> [Task directions]
Can you continue the cqparts car assembly tutorial from the point where it stops?

These parameters can be passed directly or indirectly to sub-assemblies, or
to child parts. Note how axel_track is used to define the axle’s length.
Components
The Assembly.make_components() method is overridden above, to return
a dict of named Component instances.
Each component requires a name that’s unique for the particular assembly.
Components may be added, or omitted based on the assembly’s parameters if necessary.
Constraints
The Assembly.make_constraints() method is overridden to return a
list of Constraint instances.
Each constraint references, at least:
- the component being constrained.
- parameter(s) defining how it is to be constrained.
see Constraints for more details.
Extra Functions
We’ve added apply_cutout as a utility for the next stage of assembly.
It will subtract geometry away from a given Part to allow placement
of the axle, and freedom for the wheels to spin.
The apply_cutout method is not part of the normal assembly build cycle; at
this stage it’s simply another method in the class.
Result
# wheels made asymmetrical to show that the
# 2 wheels are independently created.
wheeled_axle = WheeledAxle(right_width=2)
display(wheeled_axle)
Composition Tree
To see the hierarchy of what we’ve just made, we can also run:
>>> print(wheeled_axle.tree_str(name='wheel_assembly'))
wheel_assembly
├○ axle
├○ left_wheel
└○ right_wheel
Car Assembly¶
And finally we combine eveything above into a car!
class Car(cqparts.Assembly):
# Parameters
wheelbase = PositiveFloat(70, "distance between front and rear axles")
axle_track = PositiveFloat(60, "distance between tread midlines")
# wheels
wheel_width = PositiveFloat(10, doc="width of all wheels")
front_wheel_diam = PositiveFloat(30, doc="front wheel diameter")
rear_wheel_diam = PositiveFloat(30, doc="rear wheel diameter")
axle_diam = PositiveFloat(10, doc="axle diameter")

> [Information given]
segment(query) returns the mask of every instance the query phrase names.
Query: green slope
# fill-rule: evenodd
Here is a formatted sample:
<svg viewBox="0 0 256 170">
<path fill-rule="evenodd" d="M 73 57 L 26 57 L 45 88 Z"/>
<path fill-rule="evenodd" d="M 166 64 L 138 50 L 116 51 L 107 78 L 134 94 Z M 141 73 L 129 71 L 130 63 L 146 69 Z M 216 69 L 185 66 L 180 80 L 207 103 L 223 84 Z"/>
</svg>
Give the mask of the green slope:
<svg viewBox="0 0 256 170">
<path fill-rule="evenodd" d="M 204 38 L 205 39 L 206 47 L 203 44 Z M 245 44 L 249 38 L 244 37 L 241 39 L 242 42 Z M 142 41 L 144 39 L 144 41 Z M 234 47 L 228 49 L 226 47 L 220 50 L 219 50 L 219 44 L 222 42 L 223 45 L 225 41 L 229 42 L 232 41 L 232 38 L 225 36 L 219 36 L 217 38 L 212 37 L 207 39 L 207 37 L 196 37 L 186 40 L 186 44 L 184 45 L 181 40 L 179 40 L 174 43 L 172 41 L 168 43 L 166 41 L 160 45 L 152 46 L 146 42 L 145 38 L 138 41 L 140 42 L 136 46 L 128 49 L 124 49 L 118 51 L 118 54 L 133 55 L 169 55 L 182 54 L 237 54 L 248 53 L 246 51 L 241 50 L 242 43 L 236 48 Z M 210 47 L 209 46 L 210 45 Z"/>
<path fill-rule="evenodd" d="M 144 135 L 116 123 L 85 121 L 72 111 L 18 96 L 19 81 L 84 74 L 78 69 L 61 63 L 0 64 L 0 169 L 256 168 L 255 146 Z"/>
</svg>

> [Result for this exercise]
def make_components(self):
return {
'chassis': Chassis(width=self.axle_track),
'front_axle': WheeledAxle(
left_width=self.wheel_width,
right_width=self.wheel_width,
left_diam=self.front_wheel_diam,
right_diam=self.front_wheel_diam,
axle_diam=self.axle_diam,
axle_track=self.axle_track,
),
'rear_axle': WheeledAxle(
left_width=self.wheel_width,
right_width=self.wheel_width,
left_diam=self.rear_wheel_diam,
right_diam=self.rear_wheel_diam,
axle_diam=self.axle_diam,
axle_track=self.axle_track,
),
}
def make_constraints(self):
return [
Fixed(self.components['chassis'].mate_origin),
Coincident(
self.components['front_axle'].mate_origin,
Mate(self.components['chassis'], CoordSystem((self.wheelbase/2,0,0))),
),
Coincident(
self.components['rear_axle'].mate_origin,
Mate(self.components['chassis'], CoordSystem((-self.wheelbase/2,0,0))),
),
]
def make_alterations(self):
# cut out wheel wells
chassis = self.components['chassis']
self.components['front_axle'].apply_cutout(chassis)
self.components['rear_axle'].apply_cutout(chassis)
car = Car()
display(car)
And we can also view its hierarchy with:
>>> print(car.tree_str(name='car'))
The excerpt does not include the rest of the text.